**Task requirements:**
Go line by line through the data below and count those that hold "baseball". Return only the number.
====================
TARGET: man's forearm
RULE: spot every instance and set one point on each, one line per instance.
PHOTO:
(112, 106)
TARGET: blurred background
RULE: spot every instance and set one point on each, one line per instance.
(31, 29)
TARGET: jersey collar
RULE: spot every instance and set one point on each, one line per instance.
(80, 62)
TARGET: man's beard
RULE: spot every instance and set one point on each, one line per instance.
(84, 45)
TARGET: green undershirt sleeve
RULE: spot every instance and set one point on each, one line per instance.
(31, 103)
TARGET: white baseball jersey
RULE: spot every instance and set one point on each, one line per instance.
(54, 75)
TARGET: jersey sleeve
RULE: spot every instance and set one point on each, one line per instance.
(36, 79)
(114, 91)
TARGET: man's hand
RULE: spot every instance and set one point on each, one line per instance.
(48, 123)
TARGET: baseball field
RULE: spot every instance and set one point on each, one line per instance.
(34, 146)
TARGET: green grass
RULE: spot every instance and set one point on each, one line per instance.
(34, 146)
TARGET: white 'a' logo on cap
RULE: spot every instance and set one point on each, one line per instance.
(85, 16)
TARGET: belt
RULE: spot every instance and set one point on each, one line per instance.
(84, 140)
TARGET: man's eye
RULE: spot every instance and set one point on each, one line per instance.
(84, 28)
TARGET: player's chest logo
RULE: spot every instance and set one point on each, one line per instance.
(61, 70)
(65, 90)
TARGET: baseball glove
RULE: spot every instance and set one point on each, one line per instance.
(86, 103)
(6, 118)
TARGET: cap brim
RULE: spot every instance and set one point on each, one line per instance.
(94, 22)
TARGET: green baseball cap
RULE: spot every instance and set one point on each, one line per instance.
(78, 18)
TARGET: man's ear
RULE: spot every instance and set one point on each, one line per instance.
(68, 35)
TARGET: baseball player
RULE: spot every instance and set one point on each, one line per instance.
====================
**Output of the task:**
5